Presenters Name: Jie Ding
Employment Title: Senior Research Scientist
Company: Defence Science and Technology Group
Biography: Dr Jie Ding is a senior research scientist at the Defence Science and Technology Group (DSTG) within the Australian Department of Defence and also holds an honorary professorship at the University of Wollongong. She received her PhD in Electrochemistry from the University of Wollongong in 2002 and subsequently worked as a research fellow at both the University of Wollongong and the Massachusetts Institute of Technology (MIT) in the United States.
In 2013 and 2015, she invented shear thickening fluid and magnetorheological fluid batteries, innovations that significantly improved battery safety. Her current research focuses on advanced materials for defence applications, with particular emphasis on multifunctional superhydrophobic surfaces and next‑generation energy storage technologies.
Across nearly four decades, spanning government, academia, and industry, Jie has led and delivered multidisciplinary research programs with world‑class outcomes. Her work has been published in leading international journals, including Science, Advanced Materials, Angewandte Chemie, Advanced Science, and Small. She has accumulated more than 6,000 citations and holds an h‑index of 48.

**Set task:** Continue the presenter biography of Jie Ding from its last sentence. The material that comes next is separate from the presenter biography.

**Material provided:**
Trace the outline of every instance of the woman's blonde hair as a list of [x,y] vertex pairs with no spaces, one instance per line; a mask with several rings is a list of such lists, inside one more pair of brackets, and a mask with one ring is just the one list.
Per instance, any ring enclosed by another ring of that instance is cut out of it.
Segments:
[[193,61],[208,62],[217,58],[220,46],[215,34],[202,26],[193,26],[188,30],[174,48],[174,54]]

**Response to the exercise:**
Presentation Title: Bio‑Inspired Underwater Superhydrophobic Coatings for Maritime Applications
Presentation Abstract: Underwater superhydrophobic (SH) coatings operate by maintaining a thin, trapped air layer, known as the plastron when submerged. This air-water interface replaces direct water–solid contact, substantially reducing hydrodynamic drag while also providing anti-fouling and corrosion resistance. SH surfaces therefore hold strong potential across diverse underwater applications, including marine infrastructure, autonomous underwater vehicles, pipelines, robotics, and sensor systems.
However, large‑scale commercial adoption remains limited by two persistent challenges: material durability and long‑term plastron stability under continuous submersion. External factors such as wave action, hydrostatic pressure, shear forces, and particulate contamination can gradually degrade the air layer, compromising overall performance. Consequently, a key goal in materials development is to engineer SH materials that combine long‑lasting superhydrophobicity with robust mechanical resilience suitable for real underwater environments.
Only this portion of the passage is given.